What to work on: Retype the passage of the lesson text below between "Draft a findings summary for Budi. He's" and "understand every sentence.", inclusive, word for word.

*** Text shown ***

Learn by Directing AI
Unit 6

Translate and deliver

Step 1: Draft the findings summary

Direct AI to draft a findings summary for Budi. Before it writes, give it constraints:

Draft a findings summary for Budi. He's a shrimp farmer, not a statistician. No jargon. Answer his three questions: (1) which water quality parameters matter most, (2) does sensor data explain production differences, (3) should he install sensors in the other five ponds. Be honest about what the data can and cannot support.

Review the draft. Check that the language is practical, that uncertainty is communicated honestly, and that Budi would understand every sentence.

Step 2: Edit for Budi's context

AI's first draft will likely be too formal or too technical in places. Edit it.

Budi knows dissolved oxygen matters -- he has lost shrimp after heavy rain when the aerators could not keep up. Use language that connects to his experience. "The data shows that dissolved oxygen dips are the strongest signal for harvest problems" means more to him than "minimum DO per cycle exhibits the highest Pearson correlation with survival rate."

The summary should answer three questions clearly:

  • Which parameters matter most? (Dissolved oxygen, especially minimum values during a cycle)
  • Does water quality explain production differences? (The patterns suggest yes, but three ponds is too few to be certain)
  • Should he install more sensors? (The evidence supports it, with a qualification about the confound)

*** End of Text shown ***
*** Dataset excerpts ***

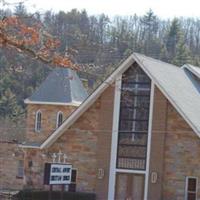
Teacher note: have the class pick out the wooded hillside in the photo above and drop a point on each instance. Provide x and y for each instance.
(94, 40)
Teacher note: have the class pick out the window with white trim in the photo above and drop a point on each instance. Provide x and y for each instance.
(191, 188)
(133, 119)
(20, 170)
(59, 120)
(38, 121)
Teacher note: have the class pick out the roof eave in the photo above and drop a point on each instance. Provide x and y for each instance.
(73, 103)
(86, 104)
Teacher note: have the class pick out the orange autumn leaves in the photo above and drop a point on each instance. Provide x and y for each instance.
(33, 41)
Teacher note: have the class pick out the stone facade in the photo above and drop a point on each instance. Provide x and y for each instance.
(49, 118)
(10, 156)
(174, 150)
(87, 144)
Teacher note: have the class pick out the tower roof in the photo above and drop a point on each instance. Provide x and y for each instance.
(61, 87)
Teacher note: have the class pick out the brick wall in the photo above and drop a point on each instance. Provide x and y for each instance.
(175, 152)
(87, 144)
(182, 150)
(49, 116)
(10, 155)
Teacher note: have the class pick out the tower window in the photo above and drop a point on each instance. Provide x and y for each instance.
(38, 121)
(59, 119)
(191, 188)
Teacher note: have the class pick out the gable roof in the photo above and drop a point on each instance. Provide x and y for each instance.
(61, 87)
(176, 83)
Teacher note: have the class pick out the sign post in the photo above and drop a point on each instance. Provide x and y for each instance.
(57, 173)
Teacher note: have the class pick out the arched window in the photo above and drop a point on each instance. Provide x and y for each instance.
(59, 119)
(38, 121)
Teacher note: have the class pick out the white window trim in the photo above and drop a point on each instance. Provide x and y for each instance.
(186, 186)
(36, 121)
(57, 118)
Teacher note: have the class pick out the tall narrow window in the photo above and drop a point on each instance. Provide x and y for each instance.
(191, 188)
(59, 119)
(133, 119)
(20, 170)
(38, 121)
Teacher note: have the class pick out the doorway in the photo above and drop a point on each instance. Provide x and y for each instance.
(129, 186)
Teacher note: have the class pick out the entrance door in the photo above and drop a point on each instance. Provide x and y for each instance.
(129, 186)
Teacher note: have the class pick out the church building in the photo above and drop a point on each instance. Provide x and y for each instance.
(135, 137)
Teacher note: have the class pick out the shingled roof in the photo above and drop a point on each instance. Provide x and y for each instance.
(61, 87)
(180, 85)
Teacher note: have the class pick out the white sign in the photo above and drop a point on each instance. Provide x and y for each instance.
(60, 174)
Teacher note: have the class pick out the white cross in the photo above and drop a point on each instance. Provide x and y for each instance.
(64, 158)
(54, 157)
(59, 156)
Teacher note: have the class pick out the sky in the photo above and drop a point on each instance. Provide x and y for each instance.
(162, 8)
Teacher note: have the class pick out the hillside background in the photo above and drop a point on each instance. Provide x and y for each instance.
(98, 42)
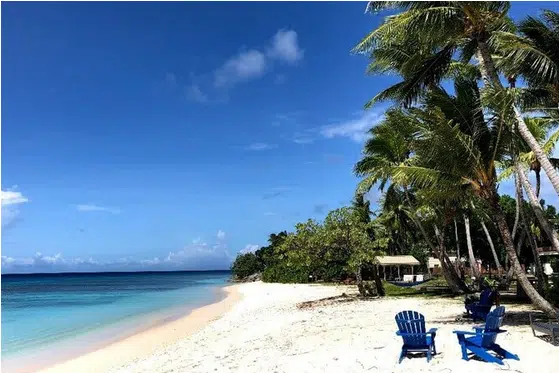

*** End of Dataset excerpts ***

Exercise result:
Draft a findings summary for Budi. He's a shrimp farmer, not a statistician. No jargon. Answer his three questions: (1) which water quality parameters matter most, (2) does sensor data explain production differences, (3) should he install sensors in the other five ponds. Be honest about what the data can and cannot support.

Review the draft. Check that the language is practical, that uncertainty is communicated honestly, and that Budi would understand every sentence.